Travail demandé
Relevez mot pour mot le passage du texte sur la bataille de Saint-Quentin qui commence par « La bataille de » et va jusqu'à « suspension des hostilités. ».

Sélection
==============================
La bataille de Saint-Quentin nous coûta 10,000 hommes[1], tués, blessés, prisonniers ou disparus, car les mobilisés désertaient en bandes ; le 20 janvier, nos colonnes, malgré leur état d’épuisement, parcoururent une étape de 40 kilomètres, et quand on entend répéter sans cesse que les troupes françaises ne supportent pas les revers, on est en droit de demander à ceux qui portent contre elles cette injuste accusation quelles sont les armées européennes qui, dans les mêmes circonstances, auraient donné les mêmes preuves de courage obstiné et de stoïque résignation. Huit jours s’étaient à peine écoulés depuis la bataille, que l’armée du nord, réorganisée à l’abri des forteresses, était prête à recommencer la lutte ; le corps du général Lecointe avait même porté ses cantonnemens en avant de Cambrai, lorsque le 29 une dépêche vint annoncer la suspension des hostilités.
==============================
Données extraites

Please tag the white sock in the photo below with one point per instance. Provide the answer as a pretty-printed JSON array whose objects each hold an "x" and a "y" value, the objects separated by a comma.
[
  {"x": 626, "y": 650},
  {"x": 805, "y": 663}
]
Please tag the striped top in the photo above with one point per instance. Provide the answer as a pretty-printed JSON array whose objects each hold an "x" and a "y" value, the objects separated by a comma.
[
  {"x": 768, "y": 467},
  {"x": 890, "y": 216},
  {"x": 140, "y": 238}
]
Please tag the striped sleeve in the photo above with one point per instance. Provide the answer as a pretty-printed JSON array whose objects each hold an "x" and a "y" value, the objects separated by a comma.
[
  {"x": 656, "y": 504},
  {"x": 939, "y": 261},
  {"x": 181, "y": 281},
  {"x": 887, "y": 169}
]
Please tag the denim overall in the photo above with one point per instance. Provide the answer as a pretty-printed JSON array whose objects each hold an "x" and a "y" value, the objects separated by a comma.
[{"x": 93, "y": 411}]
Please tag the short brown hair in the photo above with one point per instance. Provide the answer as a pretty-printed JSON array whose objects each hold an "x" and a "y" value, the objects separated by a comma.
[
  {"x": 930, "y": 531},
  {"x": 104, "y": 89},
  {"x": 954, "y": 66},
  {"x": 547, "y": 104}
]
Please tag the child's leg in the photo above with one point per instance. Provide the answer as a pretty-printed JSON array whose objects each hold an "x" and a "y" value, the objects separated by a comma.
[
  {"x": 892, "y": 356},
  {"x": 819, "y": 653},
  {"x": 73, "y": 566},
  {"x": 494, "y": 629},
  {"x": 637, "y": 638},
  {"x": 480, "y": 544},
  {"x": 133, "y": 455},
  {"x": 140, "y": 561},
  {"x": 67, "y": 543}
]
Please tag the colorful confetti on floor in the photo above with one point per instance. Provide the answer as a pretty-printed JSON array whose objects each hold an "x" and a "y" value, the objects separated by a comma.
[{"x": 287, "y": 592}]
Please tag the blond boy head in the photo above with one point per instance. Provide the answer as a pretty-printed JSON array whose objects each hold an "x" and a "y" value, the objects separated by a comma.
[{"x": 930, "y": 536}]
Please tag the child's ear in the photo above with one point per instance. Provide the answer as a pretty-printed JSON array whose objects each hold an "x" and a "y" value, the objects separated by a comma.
==============================
Solution du problème
La bataille de Saint-Quentin nous coûta 10,000 hommes[1], tués, blessés, prisonniers ou disparus, car les mobilisés désertaient en bandes ; le 20 janvier, nos colonnes, malgré leur état d’épuisement, parcoururent une étape de 40 kilomètres, et quand on entend répéter sans cesse que les troupes françaises ne supportent pas les revers, on est en droit de demander à ceux qui portent contre elles cette injuste accusation quelles sont les armées européennes qui, dans les mêmes circonstances, auraient donné les mêmes preuves de courage obstiné et de stoïque résignation. Huit jours s’étaient à peine écoulés depuis la bataille, que l’armée du nord, réorganisée à l’abri des forteresses, était prête à recommencer la lutte ; le corps du général Lecointe avait même porté ses cantonnemens en avant de Cambrai, lorsque le 29 une dépêche vint annoncer la suspension des hostilités.